(begin)

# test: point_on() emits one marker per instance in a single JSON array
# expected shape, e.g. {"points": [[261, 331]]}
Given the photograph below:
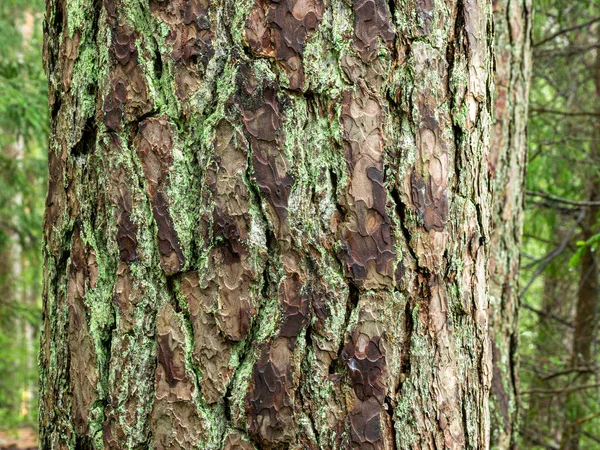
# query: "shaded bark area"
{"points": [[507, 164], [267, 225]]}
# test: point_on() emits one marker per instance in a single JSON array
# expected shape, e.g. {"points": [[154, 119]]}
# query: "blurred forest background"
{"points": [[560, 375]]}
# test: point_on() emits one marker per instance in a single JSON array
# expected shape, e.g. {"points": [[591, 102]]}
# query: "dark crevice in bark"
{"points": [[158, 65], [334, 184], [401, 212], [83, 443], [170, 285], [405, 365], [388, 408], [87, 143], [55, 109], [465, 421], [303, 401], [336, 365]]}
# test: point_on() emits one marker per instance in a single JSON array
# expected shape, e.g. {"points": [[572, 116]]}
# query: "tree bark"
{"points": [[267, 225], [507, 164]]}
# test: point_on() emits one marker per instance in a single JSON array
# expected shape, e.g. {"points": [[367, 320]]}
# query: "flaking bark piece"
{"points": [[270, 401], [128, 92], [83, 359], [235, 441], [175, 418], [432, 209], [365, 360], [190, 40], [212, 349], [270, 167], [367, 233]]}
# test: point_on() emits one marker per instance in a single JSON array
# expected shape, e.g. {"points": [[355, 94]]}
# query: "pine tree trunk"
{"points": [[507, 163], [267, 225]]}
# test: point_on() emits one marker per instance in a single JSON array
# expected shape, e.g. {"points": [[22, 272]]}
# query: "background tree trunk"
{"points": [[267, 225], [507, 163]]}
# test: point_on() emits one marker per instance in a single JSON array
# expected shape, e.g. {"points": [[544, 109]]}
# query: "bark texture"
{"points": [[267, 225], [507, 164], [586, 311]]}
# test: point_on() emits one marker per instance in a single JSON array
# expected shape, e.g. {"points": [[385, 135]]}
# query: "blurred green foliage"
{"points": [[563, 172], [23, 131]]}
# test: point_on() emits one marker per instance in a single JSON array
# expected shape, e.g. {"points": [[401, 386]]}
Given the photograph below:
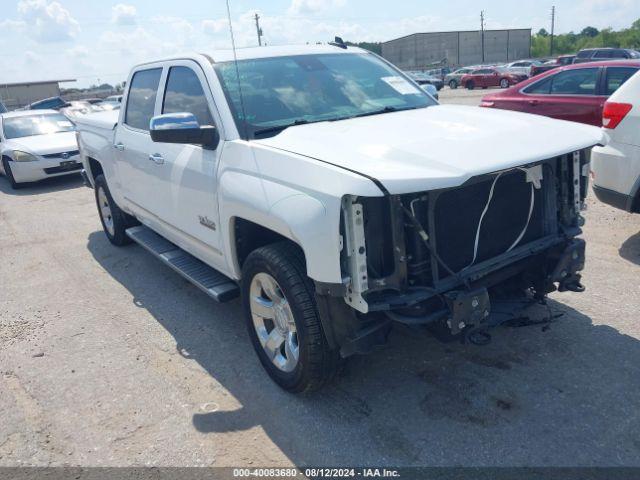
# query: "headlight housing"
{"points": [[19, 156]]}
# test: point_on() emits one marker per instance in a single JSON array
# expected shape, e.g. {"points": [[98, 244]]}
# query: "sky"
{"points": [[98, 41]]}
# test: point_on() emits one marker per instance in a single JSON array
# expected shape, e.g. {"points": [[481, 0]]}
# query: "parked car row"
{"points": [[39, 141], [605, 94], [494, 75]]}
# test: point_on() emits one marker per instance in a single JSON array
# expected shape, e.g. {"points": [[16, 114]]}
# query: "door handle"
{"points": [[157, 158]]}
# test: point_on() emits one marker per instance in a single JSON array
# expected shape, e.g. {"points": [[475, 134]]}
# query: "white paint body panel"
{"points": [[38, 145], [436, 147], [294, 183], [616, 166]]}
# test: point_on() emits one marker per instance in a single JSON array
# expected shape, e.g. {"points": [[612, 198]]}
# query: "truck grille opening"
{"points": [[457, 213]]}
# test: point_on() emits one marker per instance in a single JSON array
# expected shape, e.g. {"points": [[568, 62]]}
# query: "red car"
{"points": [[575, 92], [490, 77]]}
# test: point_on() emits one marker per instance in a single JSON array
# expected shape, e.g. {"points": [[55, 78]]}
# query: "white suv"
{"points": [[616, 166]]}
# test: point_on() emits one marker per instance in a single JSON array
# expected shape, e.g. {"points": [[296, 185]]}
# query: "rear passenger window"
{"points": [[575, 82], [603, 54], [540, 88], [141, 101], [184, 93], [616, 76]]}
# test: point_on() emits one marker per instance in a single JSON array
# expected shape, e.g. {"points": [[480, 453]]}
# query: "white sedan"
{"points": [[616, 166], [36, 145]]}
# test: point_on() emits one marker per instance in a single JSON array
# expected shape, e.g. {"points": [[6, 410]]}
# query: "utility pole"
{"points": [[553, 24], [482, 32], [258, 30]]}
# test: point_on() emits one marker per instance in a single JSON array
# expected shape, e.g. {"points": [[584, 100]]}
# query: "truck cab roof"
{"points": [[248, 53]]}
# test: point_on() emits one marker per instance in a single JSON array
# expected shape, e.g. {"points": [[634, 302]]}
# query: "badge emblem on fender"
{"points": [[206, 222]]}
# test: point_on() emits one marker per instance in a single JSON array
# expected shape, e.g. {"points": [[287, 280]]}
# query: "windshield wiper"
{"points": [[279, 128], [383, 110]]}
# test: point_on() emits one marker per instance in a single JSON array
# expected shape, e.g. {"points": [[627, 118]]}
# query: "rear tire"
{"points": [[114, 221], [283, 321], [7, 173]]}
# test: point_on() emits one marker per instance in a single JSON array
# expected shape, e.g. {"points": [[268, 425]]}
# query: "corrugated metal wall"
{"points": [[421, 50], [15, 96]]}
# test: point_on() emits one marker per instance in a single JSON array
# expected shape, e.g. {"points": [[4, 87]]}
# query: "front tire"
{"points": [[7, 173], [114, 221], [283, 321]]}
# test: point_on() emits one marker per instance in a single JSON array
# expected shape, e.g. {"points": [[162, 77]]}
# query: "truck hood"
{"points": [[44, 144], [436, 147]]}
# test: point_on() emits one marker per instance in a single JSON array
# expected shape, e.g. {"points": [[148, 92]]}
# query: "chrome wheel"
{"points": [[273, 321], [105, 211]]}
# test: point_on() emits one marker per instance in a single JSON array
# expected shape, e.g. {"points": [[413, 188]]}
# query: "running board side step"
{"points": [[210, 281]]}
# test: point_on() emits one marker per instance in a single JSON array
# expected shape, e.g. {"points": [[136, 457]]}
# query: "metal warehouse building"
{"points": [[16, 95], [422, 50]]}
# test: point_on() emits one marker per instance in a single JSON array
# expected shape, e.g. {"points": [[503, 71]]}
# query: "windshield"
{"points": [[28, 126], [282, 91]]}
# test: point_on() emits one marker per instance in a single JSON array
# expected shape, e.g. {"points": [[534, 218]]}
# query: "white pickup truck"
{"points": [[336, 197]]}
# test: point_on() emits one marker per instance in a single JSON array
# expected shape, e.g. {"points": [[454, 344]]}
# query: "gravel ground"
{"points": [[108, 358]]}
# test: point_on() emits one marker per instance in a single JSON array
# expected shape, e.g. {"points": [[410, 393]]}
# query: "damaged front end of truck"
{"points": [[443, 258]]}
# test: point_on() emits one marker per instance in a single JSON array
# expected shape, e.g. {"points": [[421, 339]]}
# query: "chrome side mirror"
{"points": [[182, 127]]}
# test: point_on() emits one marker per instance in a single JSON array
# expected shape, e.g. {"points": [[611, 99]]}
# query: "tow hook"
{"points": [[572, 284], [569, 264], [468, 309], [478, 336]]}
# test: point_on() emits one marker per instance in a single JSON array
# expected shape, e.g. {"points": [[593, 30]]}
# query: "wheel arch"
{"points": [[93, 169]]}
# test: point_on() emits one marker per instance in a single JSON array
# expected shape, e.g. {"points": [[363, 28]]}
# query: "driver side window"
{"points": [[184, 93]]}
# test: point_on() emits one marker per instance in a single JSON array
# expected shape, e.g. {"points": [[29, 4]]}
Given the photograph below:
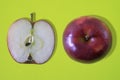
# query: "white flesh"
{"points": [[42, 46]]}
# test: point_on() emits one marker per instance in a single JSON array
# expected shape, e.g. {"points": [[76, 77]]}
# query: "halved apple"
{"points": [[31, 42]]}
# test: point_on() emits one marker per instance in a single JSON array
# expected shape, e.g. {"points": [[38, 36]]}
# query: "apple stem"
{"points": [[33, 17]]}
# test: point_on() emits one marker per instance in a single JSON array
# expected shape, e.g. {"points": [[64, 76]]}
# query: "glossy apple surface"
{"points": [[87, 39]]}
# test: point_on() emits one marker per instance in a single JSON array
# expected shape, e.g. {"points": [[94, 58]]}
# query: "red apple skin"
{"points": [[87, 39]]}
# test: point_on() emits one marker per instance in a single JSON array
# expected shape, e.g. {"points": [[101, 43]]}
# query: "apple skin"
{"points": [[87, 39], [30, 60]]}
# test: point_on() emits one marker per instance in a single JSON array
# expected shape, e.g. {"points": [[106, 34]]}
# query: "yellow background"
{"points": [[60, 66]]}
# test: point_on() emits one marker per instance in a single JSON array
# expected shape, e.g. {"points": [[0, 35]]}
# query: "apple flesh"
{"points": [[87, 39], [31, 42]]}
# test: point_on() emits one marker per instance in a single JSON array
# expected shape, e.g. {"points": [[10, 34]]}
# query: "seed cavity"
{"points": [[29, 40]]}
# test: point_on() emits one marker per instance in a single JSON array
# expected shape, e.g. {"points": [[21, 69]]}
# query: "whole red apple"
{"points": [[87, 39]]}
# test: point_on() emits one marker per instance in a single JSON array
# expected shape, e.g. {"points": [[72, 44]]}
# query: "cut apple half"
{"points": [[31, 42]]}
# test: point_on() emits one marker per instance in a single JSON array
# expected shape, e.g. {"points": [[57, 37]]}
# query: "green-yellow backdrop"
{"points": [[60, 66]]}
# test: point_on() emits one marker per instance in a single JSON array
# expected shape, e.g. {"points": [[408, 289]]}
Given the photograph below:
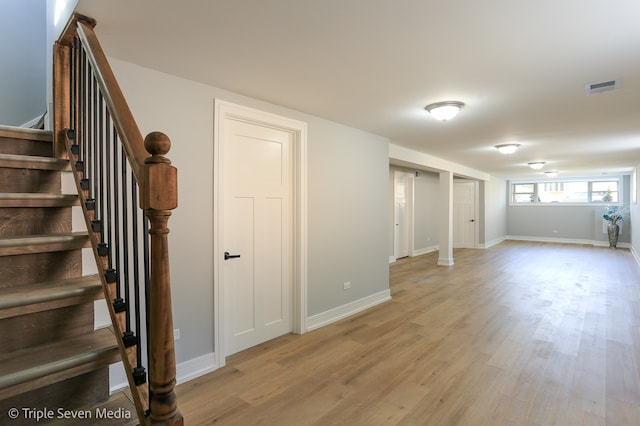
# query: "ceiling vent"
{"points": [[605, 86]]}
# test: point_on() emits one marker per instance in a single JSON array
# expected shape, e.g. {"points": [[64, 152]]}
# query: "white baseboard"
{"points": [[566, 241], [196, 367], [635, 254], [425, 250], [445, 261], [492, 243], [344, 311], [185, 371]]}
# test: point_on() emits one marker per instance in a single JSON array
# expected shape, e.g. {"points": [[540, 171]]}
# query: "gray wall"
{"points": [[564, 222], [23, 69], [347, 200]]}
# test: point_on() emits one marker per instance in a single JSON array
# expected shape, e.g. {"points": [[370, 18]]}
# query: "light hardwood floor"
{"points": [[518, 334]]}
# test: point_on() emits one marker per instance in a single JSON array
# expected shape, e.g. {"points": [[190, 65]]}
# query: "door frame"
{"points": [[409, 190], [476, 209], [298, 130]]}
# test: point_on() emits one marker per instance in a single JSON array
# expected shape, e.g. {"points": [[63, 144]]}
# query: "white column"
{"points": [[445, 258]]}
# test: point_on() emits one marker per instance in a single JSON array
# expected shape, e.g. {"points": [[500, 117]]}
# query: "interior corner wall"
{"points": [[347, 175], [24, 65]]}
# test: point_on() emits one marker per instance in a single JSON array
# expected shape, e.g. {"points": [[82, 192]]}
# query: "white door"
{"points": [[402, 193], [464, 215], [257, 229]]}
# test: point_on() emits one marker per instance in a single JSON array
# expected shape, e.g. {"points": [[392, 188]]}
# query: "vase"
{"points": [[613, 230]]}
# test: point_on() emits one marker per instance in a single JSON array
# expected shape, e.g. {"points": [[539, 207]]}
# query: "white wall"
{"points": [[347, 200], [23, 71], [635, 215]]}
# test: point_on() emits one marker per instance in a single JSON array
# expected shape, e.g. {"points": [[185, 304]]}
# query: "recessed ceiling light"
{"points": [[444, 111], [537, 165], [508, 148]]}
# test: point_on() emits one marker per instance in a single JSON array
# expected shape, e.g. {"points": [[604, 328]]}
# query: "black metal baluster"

(end)

Report each line of the data that contains the word "wall", copying every such line in full.

# query: "corrugated metal wall"
# query: "gray wall"
# query: "interior corner wall"
# query: "white wall"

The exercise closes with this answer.